Exercise aim ▸ In the article on the 2023 Social Security raise below, retype everything from "Every year, Social" down to "to match it." with no changes.

Text under study ▸
- - - - - - -

Social Security Raise 2023: What We Know So Far

Inflation fell to 8.5 percent in July from the peak of 9.1 percent reached in June, as gas prices eased—but the cost of living remains painfully high for Americans, including senior citizens.

Even with the small drop in inflation last month, seniors are still expected to receive the highest cost-of-living adjustment (COLA) since 1981, according to The Senior Citizens League.

Every year, Social Security benefits are adjusted to the pace of inflation to ensure that the buying power of senior citizens remains the same throughout the ups and downs of the economy.

The adjustment is calculated by comparing the average CPI-W (Consumer Price Index for Urban Wage Earners and Clerical Workers) for the third quarter of the current year to that of the previous year, and if there's an increase, social benefits are adjusted to match it.

Senior citizen
The increase in social benefits for senior citizens is expected to be a little lower than suggested by estimates last month, as inflation has fallen in July. The above stock image shows two people holding hands. Getty Images

This year, the COLA will be decided in October and formally implemented starting from the beginning of next year.

Based on the new CPI-W data through July, The Senior Citizens League expects the COLA for 2023 to be 9.6 percent, less than the 10.5 percent the nonpartisan group had predicted a month ago, but still a record-breaking adjustment unseen since 1981, when the COLA hit 11.2 percent.

If inflation should run "hot" and soar back from the current average, the league expects the COLA to be 10.1 percent. If inflation runs "cold," on the other hand, and the Federal Reserve's efforts to cool down inflation rates pay off, the group expects the COLA to be 9.3 percent.

These are likely not the last estimates we will get before the COLA is officially decided in October, as there are still two months of consumer price data to go before that moment.

But any kind of increase in social benefits will come as a relief to senior citizens, who have seen their purchasing power plunge as inflation now runs higher than the 5.6 percent COLA decided last year.

"Based on inflation through July, we calculate that a $1,656 benefit is short
about $58 per month on average and by a total of $373.80 year to date," Mary Johnson, Policy Analyst at The Senior Citizens League, told Newsweek.

"A COLA would increase the average retiree benefit of $1,656 by $159.00," she added.

Not a 'Perfect' Solution

Senior citizens on lower incomes and those who received fixed incomes are currently struggling the most, as they often don't have savings to fall back on as their benefits lose value.

But those people won't necessarily benefit from a large COLA, as higher income may lead to cuts in income-related benefits for low-income people.

"A high COLA is absolutely necessary to keep up," Johnson said. "But it's not perfect."

- - - - - - -

Information shown ▸
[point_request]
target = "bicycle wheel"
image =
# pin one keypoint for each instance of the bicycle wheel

- - - - - - -

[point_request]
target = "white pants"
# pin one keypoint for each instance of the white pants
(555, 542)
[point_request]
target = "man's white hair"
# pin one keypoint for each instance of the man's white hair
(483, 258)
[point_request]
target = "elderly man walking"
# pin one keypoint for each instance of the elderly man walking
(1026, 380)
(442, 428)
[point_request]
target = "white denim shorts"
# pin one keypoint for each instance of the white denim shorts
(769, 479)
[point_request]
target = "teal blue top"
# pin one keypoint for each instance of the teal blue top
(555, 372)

- - - - - - -

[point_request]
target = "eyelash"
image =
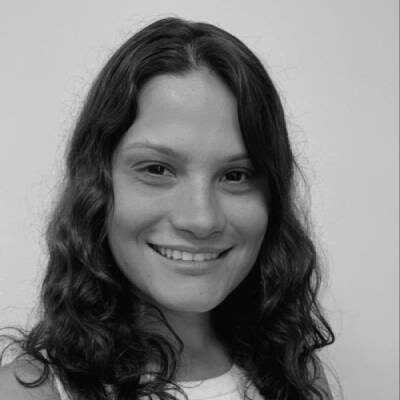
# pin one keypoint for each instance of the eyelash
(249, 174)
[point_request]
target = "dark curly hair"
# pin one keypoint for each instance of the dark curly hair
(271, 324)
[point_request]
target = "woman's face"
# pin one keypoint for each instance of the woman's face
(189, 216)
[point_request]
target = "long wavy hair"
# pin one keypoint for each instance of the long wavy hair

- - - - - - -

Task solution ▸
Every year, Social Security benefits are adjusted to the pace of inflation to ensure that the buying power of senior citizens remains the same throughout the ups and downs of the economy.

The adjustment is calculated by comparing the average CPI-W (Consumer Price Index for Urban Wage Earners and Clerical Workers) for the third quarter of the current year to that of the previous year, and if there's an increase, social benefits are adjusted to match it.